** Start of DOCUMENT EXCERPT **

Before we add more layers to this plot, let’s pause for a moment and review the warning message we got:

Removed 2 rows containing missing values (geom_point()).

We’re seeing this message because there are two penguins in our dataset with missing body mass and flipper length values and ggplot2 has no way of representing them on the plot. You don’t need to worry about understanding the following code yet (you will learn about it in Chapter 4), but it’s one way of identifying the observations with NAs for either body mass or flipper length.

penguins |>
  select(species, flipper_length_mm, body_mass_g) |>
  filter(is.na(body_mass_g) | is.na(flipper_length_mm))
#> # A tibble: 2 × 3
#>   species flipper_length_mm body_mass_g
#>   <fct>               <int>       <int>
#> 1 Adelie                 NA          NA
#> 2 Gentoo                 NA          NA

Like R, ggplot2 subscribes to the philosophy that missing values should never silently go missing. This type of warning is probably one of the most common types of warnings you will see when working with real data – missing values are a very common issue and you’ll learn more about them throughout the book, particularly in Chapter 20. For the remaining plots in this chapter we will suppress this warning so it’s not printed alongside every single plot we make.

2.2.4 Adding aesthetics and layers

Scatterplots are useful for displaying the relationship between two variables, but it’s always a good idea to be skeptical of any apparent relationship between two variables and ask if there may be other variables that explain or change the nature of this apparent relationship. Let’s incorporate species into our plot and see if this reveals any additional insights into the apparent relationship between flipper length and body mass. We will do this by representing species with different colored points.

** End of DOCUMENT EXCERPT **
** Start of RECORDS SHOWN **

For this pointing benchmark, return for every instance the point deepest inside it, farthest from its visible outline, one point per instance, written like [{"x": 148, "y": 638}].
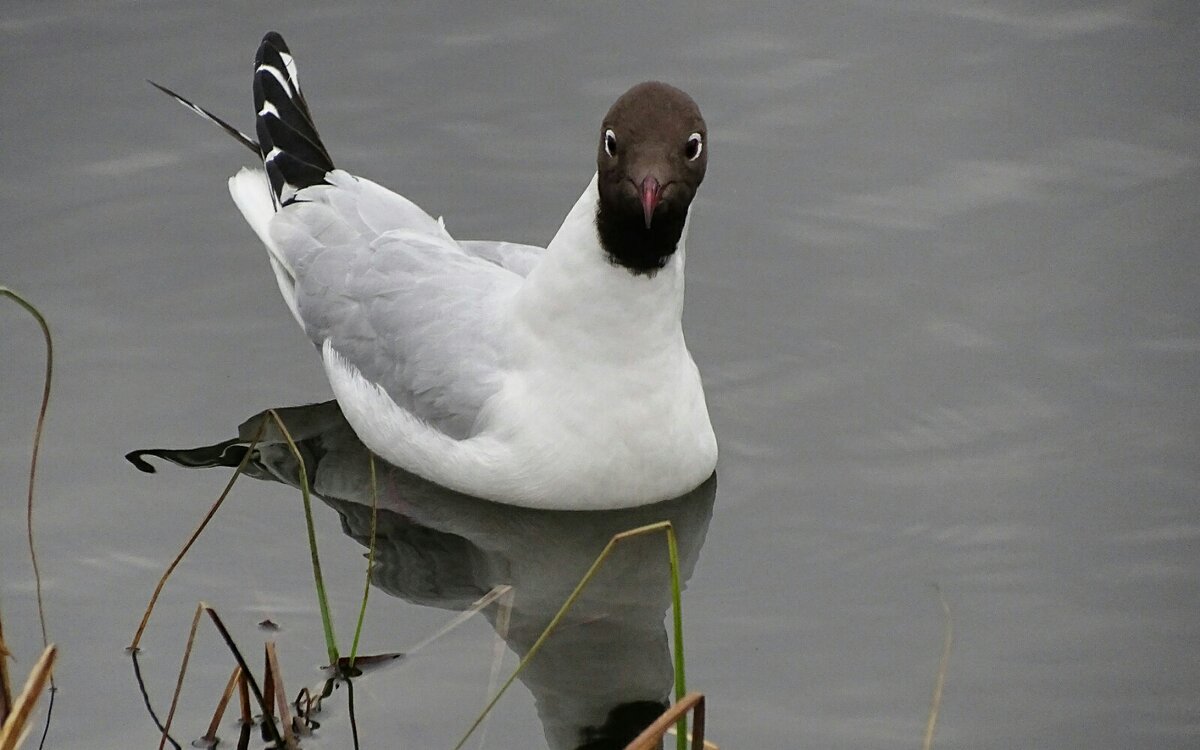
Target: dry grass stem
[
  {"x": 183, "y": 670},
  {"x": 673, "y": 555},
  {"x": 275, "y": 676},
  {"x": 37, "y": 444},
  {"x": 5, "y": 684},
  {"x": 196, "y": 534},
  {"x": 935, "y": 703},
  {"x": 15, "y": 727},
  {"x": 269, "y": 727},
  {"x": 652, "y": 736},
  {"x": 210, "y": 735}
]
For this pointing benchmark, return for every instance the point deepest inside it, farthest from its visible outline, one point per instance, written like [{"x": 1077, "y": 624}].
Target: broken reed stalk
[
  {"x": 5, "y": 684},
  {"x": 13, "y": 730},
  {"x": 366, "y": 586},
  {"x": 275, "y": 676},
  {"x": 318, "y": 580},
  {"x": 268, "y": 725},
  {"x": 942, "y": 665},
  {"x": 183, "y": 671},
  {"x": 652, "y": 736},
  {"x": 196, "y": 534},
  {"x": 210, "y": 735},
  {"x": 37, "y": 443},
  {"x": 676, "y": 603}
]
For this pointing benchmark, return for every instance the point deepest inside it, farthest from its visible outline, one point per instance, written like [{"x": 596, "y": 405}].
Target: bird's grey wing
[
  {"x": 513, "y": 256},
  {"x": 396, "y": 297}
]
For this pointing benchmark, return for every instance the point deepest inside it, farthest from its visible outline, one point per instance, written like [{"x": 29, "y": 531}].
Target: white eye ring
[{"x": 610, "y": 143}]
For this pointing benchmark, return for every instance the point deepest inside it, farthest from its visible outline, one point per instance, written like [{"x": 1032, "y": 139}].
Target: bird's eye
[{"x": 610, "y": 143}]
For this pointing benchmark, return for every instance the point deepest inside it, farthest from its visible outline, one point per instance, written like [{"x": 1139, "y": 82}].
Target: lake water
[{"x": 943, "y": 289}]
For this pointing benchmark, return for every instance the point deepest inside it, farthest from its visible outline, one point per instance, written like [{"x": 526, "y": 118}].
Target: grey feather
[{"x": 399, "y": 298}]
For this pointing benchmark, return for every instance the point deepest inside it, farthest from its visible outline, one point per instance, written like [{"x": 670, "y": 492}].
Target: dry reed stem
[
  {"x": 462, "y": 617},
  {"x": 196, "y": 534},
  {"x": 281, "y": 695},
  {"x": 268, "y": 726},
  {"x": 5, "y": 685},
  {"x": 673, "y": 553},
  {"x": 210, "y": 735},
  {"x": 13, "y": 730},
  {"x": 183, "y": 670},
  {"x": 943, "y": 663},
  {"x": 652, "y": 736},
  {"x": 37, "y": 444}
]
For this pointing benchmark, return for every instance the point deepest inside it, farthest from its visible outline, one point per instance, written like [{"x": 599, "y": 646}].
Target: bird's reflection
[{"x": 606, "y": 672}]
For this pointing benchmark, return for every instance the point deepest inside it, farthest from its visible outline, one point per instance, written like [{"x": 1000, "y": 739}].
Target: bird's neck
[{"x": 577, "y": 293}]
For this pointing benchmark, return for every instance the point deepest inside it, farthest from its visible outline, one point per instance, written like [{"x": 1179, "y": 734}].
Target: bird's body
[{"x": 553, "y": 378}]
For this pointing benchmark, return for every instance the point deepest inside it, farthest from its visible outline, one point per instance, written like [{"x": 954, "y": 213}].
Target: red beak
[{"x": 651, "y": 193}]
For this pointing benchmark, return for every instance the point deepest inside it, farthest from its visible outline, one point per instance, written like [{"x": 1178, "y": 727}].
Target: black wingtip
[
  {"x": 293, "y": 153},
  {"x": 237, "y": 135}
]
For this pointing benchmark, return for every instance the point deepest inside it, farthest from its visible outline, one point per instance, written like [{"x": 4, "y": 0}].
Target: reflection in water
[{"x": 606, "y": 672}]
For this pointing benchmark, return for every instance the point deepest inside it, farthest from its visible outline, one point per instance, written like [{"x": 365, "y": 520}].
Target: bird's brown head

** End of RECORDS SHOWN **

SET OF TASKS ::
a) Count the lines of the records that contain the string "bird", treating uppercase and lowercase as different, and reply with the number alone.
b) Continue the excerpt on plotting penguin data with ggplot2 from the point where it stops.
The text and the records are unrelated to each other.

ANSWERS BELOW ::
a) 6

b)
To achieve this, where should species go in the ggplot call from earlier? If you guessed “in the aesthetic mapping, inside of aes()”, you’re already getting the hang of creating data visualizations with ggplot2! And if not, don’t worry. Throughout the book you will make many more ggplots and have many more opportunities to check your intuition as you make them.

ggplot(
  data = penguins,
  mapping = aes(x = flipper_length_mm, y = body_mass_g, color = species)
) +
  geom_point()

A scatterplot of body mass vs. flipper length of penguins. The plot displays a positive, fairly linear, and relatively strong relationship between these two variables. Species (Adelie, Chinstrap, and Gentoo) are represented with different colors.

When a variable is mapped to an aesthetic, ggplot2 will automatically assign a unique value of the aesthetic (here a unique color) to each unique level of the variable (each of the three species), a process known as scaling. ggplot2 will also add a legend that explains which values correspond to which levels.

Now let’s add one more layer: a smooth curve displaying the relationship between body mass and flipper length. Before you proceed, refer back to the code above, and think about how we can add this to our existing plot.

Since this is a new geometric object representing our data, we will add a new geom: geom_smooth().

ggplot(
  data = penguins,
  mapping = aes(x = flipper_length_mm, y = body_mass_g, color = species)
) +
  geom_point() +
  geom_smooth()

A scatterplot of body mass vs. flipper length of penguins. Overlaid on the scatterplot are three smooth curves displaying the relationship between these variables for each species (Adelie, Chinstrap, and Gentoo). Different penguin species are plotted in different colors for the points and the smooth curves.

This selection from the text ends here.